> REQUIREMENT
Among the lines below, restate word for word only those from the line with "Form = pixel coordinates such as (164,142)" through the line with "Request = locate the green", with both end lines kept.

[THE INPUT]

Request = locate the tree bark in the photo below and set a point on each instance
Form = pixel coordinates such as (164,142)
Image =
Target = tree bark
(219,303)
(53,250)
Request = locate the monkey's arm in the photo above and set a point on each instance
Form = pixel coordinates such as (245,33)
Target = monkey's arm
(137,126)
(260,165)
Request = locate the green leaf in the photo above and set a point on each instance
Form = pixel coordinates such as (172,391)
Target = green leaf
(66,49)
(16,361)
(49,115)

[/THE INPUT]
[THE INPUT]

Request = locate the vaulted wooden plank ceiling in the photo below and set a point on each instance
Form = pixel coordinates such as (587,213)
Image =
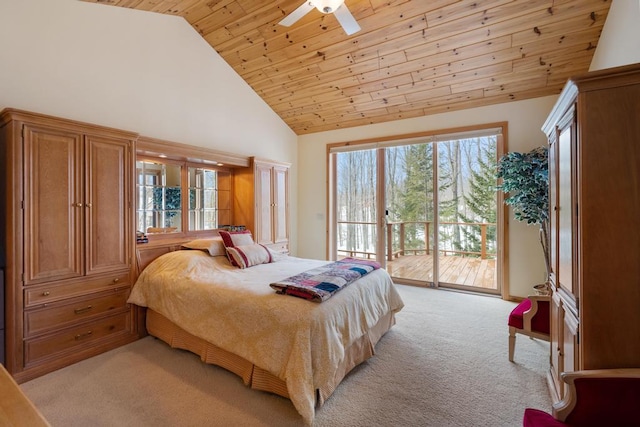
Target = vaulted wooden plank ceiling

[/THE INPUT]

> SOLVED PROBLEM
Form = pixel coordinates such as (164,142)
Image =
Target = tree bark
(219,303)
(53,250)
Request = locate the monkey's arm in the photo above and set a point on each instance
Form = pixel coordinates such as (245,33)
Target = monkey's arm
(137,126)
(260,165)
Request = locate the green leaf in the photo above and set a point on each instance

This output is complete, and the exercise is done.